━━━━━ PROVIDED PASSAGE ━━━━━

Academics
Curriculum

English

DEPARTMENT PHILOSOPHY:

The English curriculum is college preparatory where critical and analytical thinking skills are deliberately developed, with an emphasis on the students’ applying these skills and methods in all classes. The freshman and sophomore level courses provide the fundamentals of literary analysis, beginning writing instruction and grammar review. Junior and senior level courses concentrate on more sophisticated application of these concepts, also offering oral presentation practice.

MEET THE ENGLISH DEPARTMENT FACULTY:

ENGLISH DEPARTMENT COURSE OFFERINGS:

List of 14 items.

  • COLLEGE PREP ENGLISH I – 2211 and 2212

    College Prep English I, a foundational course for freshmen, reinforces instruction in Standard English grammar and usage within an integrated college preparatory program that includes reading, writing and speaking. College Prep English I supports the later DSHA English Department curriculum by focusing on building a strong foundation in grammatical and rhetorical conventions, allowing students to begin to use these conventions as effective writers. Students will write compositions to reinforce grammar and usage skills and to develop their voice as writers. Vocabulary development and reading comprehension are also strengthened with a variety of reading assignments.

    9th grade, 2 semesters, required
  • COLLEGE PREP ENGLISH II – 2251 and 2252

    College Prep English II, like College Prep English I, is an introductory foundational course that prepares students for the more complex reading and writing assignments they will receive as upperclasswomen. A survey of American literature, the course introduces students to the various authors and genres of American literature from the Puritan age to the modern and contemporary age. In the context of American literature, students focus on writing skills such as paragraph development, proper use of sources and citations, grammar, sentence structure, thesis development, essay structure and support. Students write three to four formal analytical essays each semester in addition to a number of shorter assignments. An introduction to the research paper is also included in the second semester. A variety of reading assignments in American literature including short stories, novels, poetry, essays and other nonfiction strengthen reading comprehension and vocabulary. Students also receive instruction in delivering formal speeches and by the end of the year, we expect our students to be competent and capable speakers, writers, thinkers and readers.

━━━━━ DATA ENTRIES ━━━━━

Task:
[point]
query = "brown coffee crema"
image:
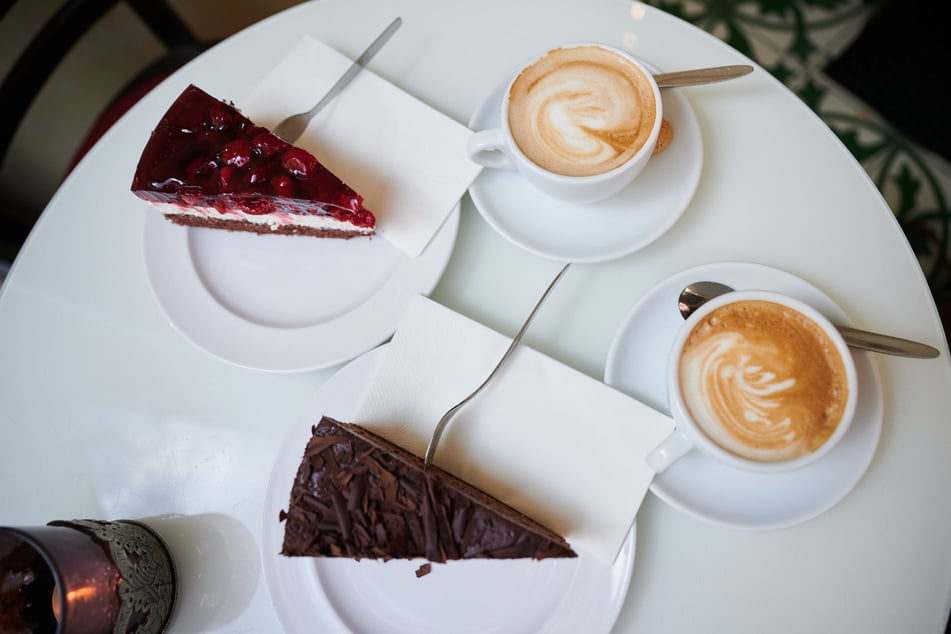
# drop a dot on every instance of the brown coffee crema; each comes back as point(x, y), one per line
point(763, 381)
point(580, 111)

━━━━━
━━━━━ DATA ENTRIES ━━━━━

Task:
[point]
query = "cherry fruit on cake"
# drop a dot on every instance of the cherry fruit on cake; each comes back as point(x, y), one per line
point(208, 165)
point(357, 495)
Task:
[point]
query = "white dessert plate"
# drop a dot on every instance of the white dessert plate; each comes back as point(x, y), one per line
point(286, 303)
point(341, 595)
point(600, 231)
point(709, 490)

━━━━━

THINGS TO DO
(a) Retype the part of the English curriculum text starting with "College Prep English I, a" and going on through "of reading assignments.".
(b) According to the English curriculum text, how many formal analytical essays do College Prep English II students write each semester?
(c) Give what follows the last sentence of the English curriculum text.
None of the entries are needed for this work.

ANSWERS IN ORDER
(a)
College Prep English I, a foundational course for freshmen, reinforces instruction in Standard English grammar and usage within an integrated college preparatory program that includes reading, writing and speaking. College Prep English I supports the later DSHA English Department curriculum by focusing on building a strong foundation in grammatical and rhetorical conventions, allowing students to begin to use these conventions as effective writers. Students will write compositions to reinforce grammar and usage skills and to develop their voice as writers. Vocabulary development and reading comprehension are also strengthened with a variety of reading assignments.

(b) Three to four.

(c)
    10th grade, 2 semesters, required
  • THE FEMALE IDENTITY IN LITERATURE – 2310

    Women’s roles in art and literature reflect the changing values, cultural biases and social mores of society. This course offers students an opportunity to examine female authors’ perspectives involving the impact of women in various spheres of the world. Students will explore contemporary and historically significant women writers from both a feminist perspective and an historical perspective. As a composition-based course, The Female Identity in Literature will require students to write numerous essays of critical analysis derived from discussion and independent analysis and examination. Works will include novels, short stories and nonfiction essays and articles.

    11th-12th grade, 1 semester
  • MAJOR BRITISH WRITERS – 2340

    With the exception of Shakespeare, this course centers on the study of prominent British authors and their significant literary contributions. Specific course content is determined by the individual teacher of the class; however, authors studied may include Jane Austen, Charlotte Bronte, Jean Rhys, Charles Dickens, Thomas Hardy and numerous celebrated British poets. This course features demanding but enriching reading material and many opportunities for critical analysis of literature. A variety of works including poetry, short stories, and novels will be both subjects of class discussion and written essays.

    11th-12th grade, 1 semester
  • THE WRITING COURSE – 2345

    “The Writing Course” is a pure writing course that will instruct the student in and require her to write the four forms of discourse. However, since ninety to perhaps one hundred percent of the student’s writing assignments in high school and college will involve exposition, we will focus on that form and even write description and narration in terms of having an expository purpose. Based on the assertion from the UW System that students preparing for college need “frequent and effective practice in writing,” all major assessment in the course will necessarily be in the form of writing assignments. During the semester, the students will be required to write eight full length, multiple paragraph, take home compositions (with a minimum of three and a half pages each in the MLA format) and an equal number of impromptu or in-class essays. By the end of the semester, every student will have produced an absolute minimum of 30 printed pages. Given the significance of syntax and vocabulary in every writer’s work, the course will also involve grammar review units, vocabulary units, and sentence style lessons before and after every writing assignment. In fact, whenever we are not discussing a particular writing assignment, we will be working on grammar, vocabulary, and sentence style.

    11th-12th grade, 1 semester
  • SHAKESPEARE – 2325

    This course will provide students with a comprehensive view and understanding of the Shakespearean canon through reading and writing about tragedies and comedies. Reading and critical (written) analysis of Shakespeare’s sonnets will also be included. A composition-based course, Shakespeare will require students to demonstrate essential literary criticism skills in class discussion and within numerous papers throughout the semester.

    11th-12th grade, 1 semester
  • GREAT BOOKS – 2330

    In Great Books we will critically examine several excellent works of literature. We will study the social, political, and economic institutions embedded in the historical frameworks of the texts we study. An understanding of both the author and the era is crucial to an understanding of characters, theme, and purpose. Active participation in class discussion will be required of all students and will develop students’ critical thinking skills. As a composition-based course, students will write both short analytical essays and longer critical papers throughout the semester. The number and genre of individual works will vary by instructor.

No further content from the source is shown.